#### [Problem to solve]
Answer from the Tower of Hanoi puzzle text below:
(a) How many disks and how many posts does Cameron's set have?
(b) In the team's new variant, how are the disks arranged at the start?
(c) How many moves does the text say it takes to solve when the disks start in the opposite order?

#### [Provided text]
Sort of Hanoi-ing
Cameron has a Tower of Hanoi set with five disks of different sizes that can slide onto any one of three different posts. In the usual game, the disks start in a stack in size order (with the largest on the bottom) on one post, and the player must move the disks one by one so the stack ends up on another post in the same order. Any disk can be moved from the top of the pile on any post to any other post, so long as it is smaller than the top disk on the destination post. After playing with it for a bit, the team comes up with a new variant: The disks all start on one post but in an arbitrary order, and the goal is to get them into the usual sorted order (on any post). The usual starting position is already sorted and so takes zero moves to solve; and if the disks start in the opposite order it only takes five moves to solve (piling the disks one at a time onto another post).
What initial stacking order of the five disks takes the most moves to solve?

#### [Recorded information]
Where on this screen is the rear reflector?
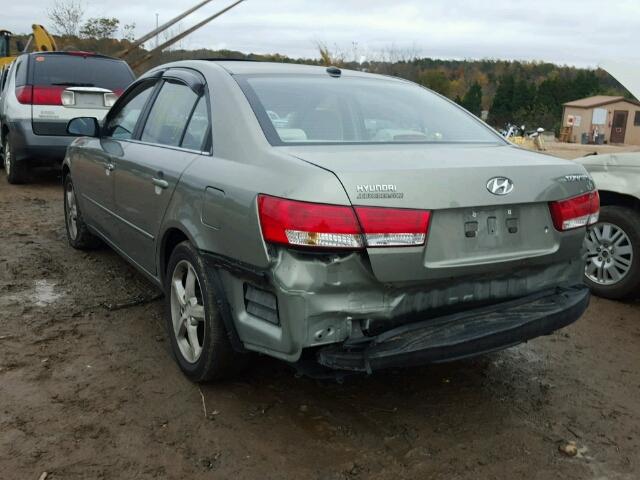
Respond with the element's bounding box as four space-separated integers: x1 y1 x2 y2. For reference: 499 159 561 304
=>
33 85 65 105
258 195 430 249
549 191 600 232
258 195 363 248
355 207 431 247
16 85 33 105
60 90 76 107
16 85 65 105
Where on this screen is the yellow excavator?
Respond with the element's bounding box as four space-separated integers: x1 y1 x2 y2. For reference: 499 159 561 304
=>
0 24 57 69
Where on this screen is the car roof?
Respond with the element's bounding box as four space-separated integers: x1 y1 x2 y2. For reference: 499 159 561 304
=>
26 50 124 62
192 59 404 81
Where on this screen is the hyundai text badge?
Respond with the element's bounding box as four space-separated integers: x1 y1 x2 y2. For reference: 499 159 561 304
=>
487 177 513 195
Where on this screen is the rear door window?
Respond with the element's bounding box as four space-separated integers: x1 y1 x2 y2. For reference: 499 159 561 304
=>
181 96 209 151
140 81 198 147
105 82 156 140
32 54 134 93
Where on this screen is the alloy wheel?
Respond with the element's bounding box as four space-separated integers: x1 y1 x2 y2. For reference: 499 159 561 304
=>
585 222 633 285
64 182 78 240
171 260 205 363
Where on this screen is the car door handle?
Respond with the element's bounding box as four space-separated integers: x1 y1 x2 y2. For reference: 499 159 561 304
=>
151 178 169 188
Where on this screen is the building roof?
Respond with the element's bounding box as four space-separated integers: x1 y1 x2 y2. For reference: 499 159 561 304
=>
563 95 640 108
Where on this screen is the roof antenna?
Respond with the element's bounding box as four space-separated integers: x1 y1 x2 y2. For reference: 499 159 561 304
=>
327 67 342 77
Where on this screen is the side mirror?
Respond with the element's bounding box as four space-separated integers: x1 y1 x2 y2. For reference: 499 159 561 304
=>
67 117 100 137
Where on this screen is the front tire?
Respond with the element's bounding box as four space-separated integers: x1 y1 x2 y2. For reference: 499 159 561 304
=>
2 133 27 185
165 242 247 382
585 205 640 300
63 174 101 250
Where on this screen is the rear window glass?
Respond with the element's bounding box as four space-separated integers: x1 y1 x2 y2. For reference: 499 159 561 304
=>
236 75 501 145
32 55 134 91
141 82 198 147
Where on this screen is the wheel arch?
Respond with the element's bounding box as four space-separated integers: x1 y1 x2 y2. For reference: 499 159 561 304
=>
158 224 197 285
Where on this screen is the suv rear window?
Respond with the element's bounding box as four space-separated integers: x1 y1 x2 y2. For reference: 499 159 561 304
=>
31 54 134 91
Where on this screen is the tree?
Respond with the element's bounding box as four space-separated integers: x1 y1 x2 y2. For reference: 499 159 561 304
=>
122 22 136 42
80 17 120 39
47 0 84 37
418 70 451 97
491 73 516 126
461 82 482 117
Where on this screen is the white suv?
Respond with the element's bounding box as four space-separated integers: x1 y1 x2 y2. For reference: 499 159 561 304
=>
0 52 135 183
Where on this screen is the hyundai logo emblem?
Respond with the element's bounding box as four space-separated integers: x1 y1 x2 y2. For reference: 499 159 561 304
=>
487 177 513 195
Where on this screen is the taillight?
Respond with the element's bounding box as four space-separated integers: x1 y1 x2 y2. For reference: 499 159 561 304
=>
32 85 65 105
549 191 600 232
258 195 430 249
104 92 119 107
16 85 33 105
258 195 363 248
355 207 431 247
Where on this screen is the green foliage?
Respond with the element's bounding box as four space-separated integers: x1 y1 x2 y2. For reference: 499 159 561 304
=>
458 82 482 117
418 70 451 97
80 17 120 39
30 21 630 130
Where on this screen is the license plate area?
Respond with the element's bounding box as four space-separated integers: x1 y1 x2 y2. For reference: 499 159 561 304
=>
460 206 521 246
425 203 558 268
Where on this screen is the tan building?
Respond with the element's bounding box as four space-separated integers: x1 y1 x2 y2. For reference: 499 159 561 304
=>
562 95 640 145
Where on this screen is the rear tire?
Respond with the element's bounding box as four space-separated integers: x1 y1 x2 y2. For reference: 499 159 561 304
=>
63 174 102 250
2 133 27 185
585 205 640 300
164 241 249 382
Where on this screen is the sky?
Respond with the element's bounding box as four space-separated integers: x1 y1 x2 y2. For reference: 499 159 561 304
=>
5 0 640 67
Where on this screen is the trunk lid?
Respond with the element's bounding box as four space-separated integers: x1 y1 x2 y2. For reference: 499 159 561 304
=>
283 145 593 282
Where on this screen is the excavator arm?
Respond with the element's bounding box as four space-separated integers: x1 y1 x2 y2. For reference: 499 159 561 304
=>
0 24 58 67
31 24 58 52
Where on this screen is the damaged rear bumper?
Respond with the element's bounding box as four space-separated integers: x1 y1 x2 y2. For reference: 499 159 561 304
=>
317 286 589 372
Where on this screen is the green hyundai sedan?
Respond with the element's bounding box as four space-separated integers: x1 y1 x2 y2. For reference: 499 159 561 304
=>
63 60 599 382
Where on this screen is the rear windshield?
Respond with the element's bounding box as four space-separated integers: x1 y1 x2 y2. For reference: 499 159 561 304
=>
236 75 501 145
32 55 134 90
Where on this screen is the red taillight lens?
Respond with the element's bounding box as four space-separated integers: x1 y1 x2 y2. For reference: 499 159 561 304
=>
355 207 431 247
549 191 600 232
16 85 33 105
258 195 363 248
33 86 65 105
258 195 430 249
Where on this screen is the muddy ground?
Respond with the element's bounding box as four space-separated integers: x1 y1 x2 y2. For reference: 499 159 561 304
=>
0 148 640 480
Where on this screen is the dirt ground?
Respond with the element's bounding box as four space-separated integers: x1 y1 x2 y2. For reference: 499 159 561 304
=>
0 147 640 480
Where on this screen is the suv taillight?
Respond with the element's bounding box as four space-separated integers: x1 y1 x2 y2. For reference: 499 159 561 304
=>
258 195 430 249
33 85 65 105
16 85 33 105
549 191 600 232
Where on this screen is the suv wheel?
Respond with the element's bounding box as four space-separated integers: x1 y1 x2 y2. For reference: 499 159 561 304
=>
165 242 247 382
585 206 640 299
64 175 100 250
2 134 25 185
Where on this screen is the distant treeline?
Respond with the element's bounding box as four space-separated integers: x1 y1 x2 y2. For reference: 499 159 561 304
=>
13 33 630 131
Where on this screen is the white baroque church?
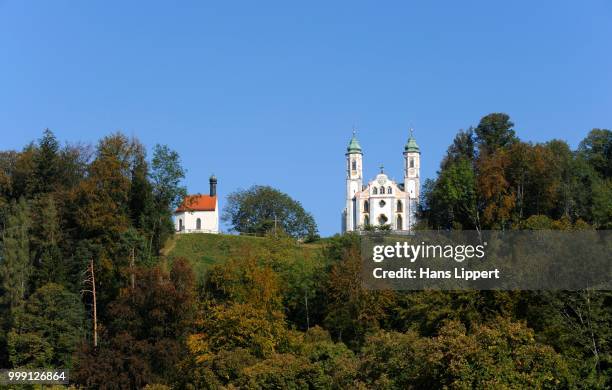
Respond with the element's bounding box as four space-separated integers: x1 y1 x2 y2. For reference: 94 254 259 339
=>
342 129 421 232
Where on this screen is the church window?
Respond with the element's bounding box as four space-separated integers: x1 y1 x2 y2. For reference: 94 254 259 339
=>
378 214 389 225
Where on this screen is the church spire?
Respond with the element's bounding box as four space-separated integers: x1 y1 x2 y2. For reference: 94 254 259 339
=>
346 126 361 153
404 127 420 153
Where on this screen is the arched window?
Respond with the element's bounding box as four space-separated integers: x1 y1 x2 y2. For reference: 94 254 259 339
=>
378 214 389 225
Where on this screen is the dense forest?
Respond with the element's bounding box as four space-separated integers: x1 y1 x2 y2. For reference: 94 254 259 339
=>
0 113 612 389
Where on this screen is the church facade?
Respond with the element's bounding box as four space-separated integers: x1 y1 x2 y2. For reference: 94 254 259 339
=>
174 175 219 234
342 130 421 232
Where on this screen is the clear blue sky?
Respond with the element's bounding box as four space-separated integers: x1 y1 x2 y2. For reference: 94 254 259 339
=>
0 0 612 235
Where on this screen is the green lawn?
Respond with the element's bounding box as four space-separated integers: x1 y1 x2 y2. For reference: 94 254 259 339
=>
163 233 321 276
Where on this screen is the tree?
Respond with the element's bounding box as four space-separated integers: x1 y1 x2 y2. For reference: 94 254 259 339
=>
578 129 612 178
223 186 318 240
31 194 68 288
31 129 59 194
359 318 574 389
149 144 187 254
474 113 516 153
8 283 84 368
0 198 32 311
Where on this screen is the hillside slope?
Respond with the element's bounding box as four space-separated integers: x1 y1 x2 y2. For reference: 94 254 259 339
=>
163 233 321 275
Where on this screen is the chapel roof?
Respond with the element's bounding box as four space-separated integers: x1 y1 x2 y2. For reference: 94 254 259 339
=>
175 195 217 213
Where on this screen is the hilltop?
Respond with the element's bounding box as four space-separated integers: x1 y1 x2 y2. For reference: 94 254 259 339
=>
162 233 322 275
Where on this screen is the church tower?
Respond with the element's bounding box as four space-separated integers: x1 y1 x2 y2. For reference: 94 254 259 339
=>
342 129 363 231
404 129 421 230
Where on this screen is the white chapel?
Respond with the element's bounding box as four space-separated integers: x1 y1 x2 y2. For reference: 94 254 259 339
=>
174 175 219 234
342 129 421 232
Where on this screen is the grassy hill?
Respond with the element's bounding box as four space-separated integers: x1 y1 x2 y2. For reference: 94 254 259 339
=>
163 233 321 276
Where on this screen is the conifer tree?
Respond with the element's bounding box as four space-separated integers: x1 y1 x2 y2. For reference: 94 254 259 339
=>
0 198 32 311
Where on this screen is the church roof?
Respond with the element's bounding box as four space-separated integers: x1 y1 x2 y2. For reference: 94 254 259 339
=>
346 132 361 153
175 195 217 213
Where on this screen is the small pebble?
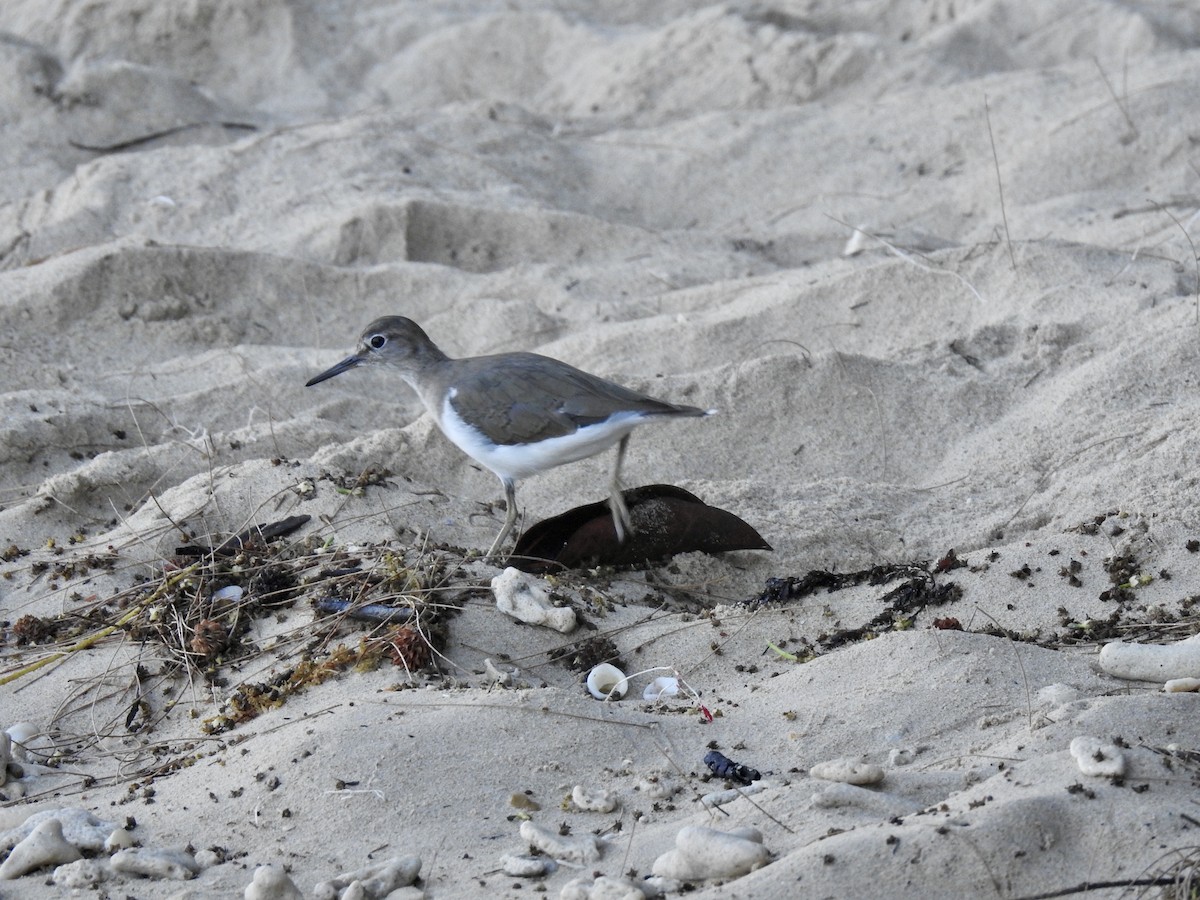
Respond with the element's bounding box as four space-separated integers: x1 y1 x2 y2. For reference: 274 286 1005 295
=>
558 875 646 900
700 781 767 809
312 857 421 900
110 847 200 881
812 782 920 818
521 822 600 865
652 826 770 881
571 785 617 812
1163 678 1200 694
54 859 112 890
242 865 304 900
500 853 558 878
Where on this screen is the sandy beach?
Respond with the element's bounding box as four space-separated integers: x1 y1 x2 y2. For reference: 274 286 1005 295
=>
0 0 1200 900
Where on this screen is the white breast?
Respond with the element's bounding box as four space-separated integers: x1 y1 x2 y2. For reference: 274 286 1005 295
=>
438 397 647 481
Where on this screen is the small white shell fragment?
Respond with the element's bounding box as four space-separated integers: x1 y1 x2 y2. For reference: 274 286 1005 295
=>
558 875 646 900
809 758 883 785
492 565 575 635
841 228 874 257
700 781 767 809
500 853 549 878
587 662 629 700
1163 678 1200 694
1070 736 1124 778
521 822 600 865
53 859 112 889
642 676 679 702
1099 635 1200 682
1038 682 1080 707
652 826 770 881
571 785 617 812
0 818 83 881
312 857 421 900
242 865 304 900
110 847 200 881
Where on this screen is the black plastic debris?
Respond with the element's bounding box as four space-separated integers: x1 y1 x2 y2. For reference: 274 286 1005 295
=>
704 750 762 785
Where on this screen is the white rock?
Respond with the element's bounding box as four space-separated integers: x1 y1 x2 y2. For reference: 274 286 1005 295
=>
242 865 304 900
104 828 137 856
652 826 770 881
1163 678 1200 694
54 859 112 889
312 857 421 900
0 808 116 862
110 847 200 881
384 886 428 900
809 758 883 785
484 659 518 688
637 769 679 800
492 565 575 635
1099 635 1200 682
5 722 42 762
196 850 221 871
0 818 83 881
500 853 549 878
571 785 617 812
521 822 600 865
1070 736 1124 778
586 662 629 700
558 875 646 900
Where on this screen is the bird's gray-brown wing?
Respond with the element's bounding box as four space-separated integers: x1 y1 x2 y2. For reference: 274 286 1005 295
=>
451 353 706 444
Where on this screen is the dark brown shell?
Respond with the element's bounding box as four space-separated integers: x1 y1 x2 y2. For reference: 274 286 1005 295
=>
509 485 770 572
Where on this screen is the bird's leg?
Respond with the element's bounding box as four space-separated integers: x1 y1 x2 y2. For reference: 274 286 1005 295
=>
487 478 517 559
608 434 634 544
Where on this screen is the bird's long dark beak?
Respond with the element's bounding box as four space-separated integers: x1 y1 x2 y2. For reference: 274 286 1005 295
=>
304 354 366 388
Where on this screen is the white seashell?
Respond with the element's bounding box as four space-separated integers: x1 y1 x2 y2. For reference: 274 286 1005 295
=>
492 566 575 635
642 676 679 701
587 662 629 700
1070 736 1124 778
1099 635 1200 682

#### [Right answer]
(a) Five disks and three posts.
(b) All on one post, in an arbitrary order.
(c) Five moves.